Source text:
.....

Delphinium viridescens
- Conservation status: Imperiled (NatureServe)

Scientific classification
- Kingdom: Plantae
- Clade: Embryophytes
- Clade: Tracheophytes
- Clade: Angiosperms
- Clade: Eudicots
- Order: Ranunculales
- Family: Ranunculaceae
- Genus: Delphinium
- Species: D. viridescens
- Binomial name: Delphinium viridescens Leiberg

= Delphinium viridescens =

- Genus: Delphinium
- Species: viridescens
- Authority: Leiberg
- Conservation status: G2

Species of flowering plant

Delphinium viridescens is a species of flowering plant in the buttercup family known by the common name Wenatchee larkspur. It is endemic to central Washington state in the United States, where it occurs in the Wenatchee Mountains in Chelan and Kittitas Counties.

==Description==
This rhizomatous perennial herb produces several hollow stems up to 1.5 meters tall or occasionally taller, reaching 2 meters. The upper part of the plant is coated in yellow glands. The mid-stem leaf blades are each divided into three wedge-shaped lobes, each of which is divided and subdivided into narrow, pointed lobes. Leaves higher on the stem are linear in shape. The inflorescence is a dense raceme of up to 80 flowers, each borne on a pedicel up to 2 centimeters long. The flower sepals have a purplish, yellow-green-tinged coloration and the smaller petals are purple to yellow. The sepals reach nearly 1 centimeter in length and the spur may just exceed one centimeter. Most Delphinium are pollinated by hummingbirds and bumblebees, but this species is visited only by bumblebees. Genetic analysis reveals that this species has high genetic variability and heterozygosity.

==Ecology==
This plant grows in moist to wet spots in coniferous forest and riparian habitat types. The soils are not well drained and the substrate may be saturated or even covered in water as late as early summer. The species is adapted to fire-prone habitat and can resprout from its rhizome if its aboveground parts are burned away.

==Conservation==
As of 2000 there were 21 known populations of this plant. Its distribution is all within an area 30 kilometers long by 10 wide. Threats to the species include loss of habitat to residential development, changes in the local hydrology, logging, and grazing.

.....

Recorded data:
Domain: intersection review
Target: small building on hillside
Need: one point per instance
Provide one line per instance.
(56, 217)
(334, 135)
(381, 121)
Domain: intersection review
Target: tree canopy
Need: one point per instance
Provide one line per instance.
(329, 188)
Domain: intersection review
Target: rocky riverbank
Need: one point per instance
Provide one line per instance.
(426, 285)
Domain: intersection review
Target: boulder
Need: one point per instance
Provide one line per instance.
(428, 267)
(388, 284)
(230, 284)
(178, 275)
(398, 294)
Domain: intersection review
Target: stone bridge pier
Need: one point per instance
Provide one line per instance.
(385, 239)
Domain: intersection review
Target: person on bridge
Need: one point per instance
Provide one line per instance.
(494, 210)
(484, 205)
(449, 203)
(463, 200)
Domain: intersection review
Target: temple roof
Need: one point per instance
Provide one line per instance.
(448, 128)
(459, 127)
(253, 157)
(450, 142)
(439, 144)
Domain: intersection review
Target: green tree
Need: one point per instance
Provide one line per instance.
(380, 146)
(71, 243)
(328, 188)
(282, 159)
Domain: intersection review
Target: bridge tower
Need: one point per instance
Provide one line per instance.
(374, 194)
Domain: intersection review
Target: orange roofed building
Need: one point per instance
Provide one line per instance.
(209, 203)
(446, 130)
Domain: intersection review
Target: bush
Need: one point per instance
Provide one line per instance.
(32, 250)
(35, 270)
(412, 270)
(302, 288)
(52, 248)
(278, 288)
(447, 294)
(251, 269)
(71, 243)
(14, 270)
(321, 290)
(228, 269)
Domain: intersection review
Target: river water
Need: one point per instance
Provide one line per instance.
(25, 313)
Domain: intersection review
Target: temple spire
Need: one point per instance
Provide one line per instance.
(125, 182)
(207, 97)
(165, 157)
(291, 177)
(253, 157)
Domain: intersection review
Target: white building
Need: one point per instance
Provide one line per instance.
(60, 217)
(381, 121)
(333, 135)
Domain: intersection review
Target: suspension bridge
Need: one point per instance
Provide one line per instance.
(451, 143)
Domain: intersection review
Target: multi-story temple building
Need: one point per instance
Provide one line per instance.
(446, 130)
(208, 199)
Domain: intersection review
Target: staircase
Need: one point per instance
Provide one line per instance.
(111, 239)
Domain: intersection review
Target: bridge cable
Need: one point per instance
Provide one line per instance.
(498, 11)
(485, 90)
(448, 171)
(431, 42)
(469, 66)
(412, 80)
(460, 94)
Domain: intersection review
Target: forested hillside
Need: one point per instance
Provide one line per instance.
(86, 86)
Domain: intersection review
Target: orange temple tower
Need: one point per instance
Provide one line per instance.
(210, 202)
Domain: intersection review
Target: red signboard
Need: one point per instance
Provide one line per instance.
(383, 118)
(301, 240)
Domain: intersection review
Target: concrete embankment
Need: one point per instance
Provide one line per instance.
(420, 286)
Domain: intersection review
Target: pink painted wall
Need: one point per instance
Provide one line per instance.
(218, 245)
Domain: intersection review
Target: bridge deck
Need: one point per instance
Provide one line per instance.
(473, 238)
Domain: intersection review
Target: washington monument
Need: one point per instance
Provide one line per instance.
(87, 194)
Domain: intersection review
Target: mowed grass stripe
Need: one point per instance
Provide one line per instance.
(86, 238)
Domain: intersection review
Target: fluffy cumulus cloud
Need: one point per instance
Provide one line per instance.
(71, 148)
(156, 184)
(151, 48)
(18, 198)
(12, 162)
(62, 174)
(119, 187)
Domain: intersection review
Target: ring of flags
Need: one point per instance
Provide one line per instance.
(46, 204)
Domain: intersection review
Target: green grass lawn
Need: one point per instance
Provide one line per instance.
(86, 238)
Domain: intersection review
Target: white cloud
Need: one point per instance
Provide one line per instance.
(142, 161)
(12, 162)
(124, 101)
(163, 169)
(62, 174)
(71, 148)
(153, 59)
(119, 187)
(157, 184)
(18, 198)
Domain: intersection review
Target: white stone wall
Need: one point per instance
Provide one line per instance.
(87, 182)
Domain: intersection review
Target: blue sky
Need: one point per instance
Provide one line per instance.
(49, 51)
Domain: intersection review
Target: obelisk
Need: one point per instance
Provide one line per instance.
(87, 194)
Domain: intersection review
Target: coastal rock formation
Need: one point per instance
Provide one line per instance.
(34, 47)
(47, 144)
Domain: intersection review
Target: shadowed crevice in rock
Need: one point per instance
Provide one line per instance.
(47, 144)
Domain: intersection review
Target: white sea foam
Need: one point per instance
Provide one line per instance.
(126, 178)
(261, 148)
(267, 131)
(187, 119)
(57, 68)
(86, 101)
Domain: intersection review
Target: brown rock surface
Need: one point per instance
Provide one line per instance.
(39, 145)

.....

Tasks to carry out:
[1] Reproduce the stretch of the Delphinium viridescens article from "Delphinium viridescens is" through "and Kittitas Counties.", word for word.
[2] According to the Delphinium viridescens article, what visits this species' flowers?

Set of answers:
[1]
Delphinium viridescens is a species of flowering plant in the buttercup family known by the common name Wenatchee larkspur. It is endemic to central Washington state in the United States, where it occurs in the Wenatchee Mountains in Chelan and Kittitas Counties.

[2] Only bumblebees visit this species.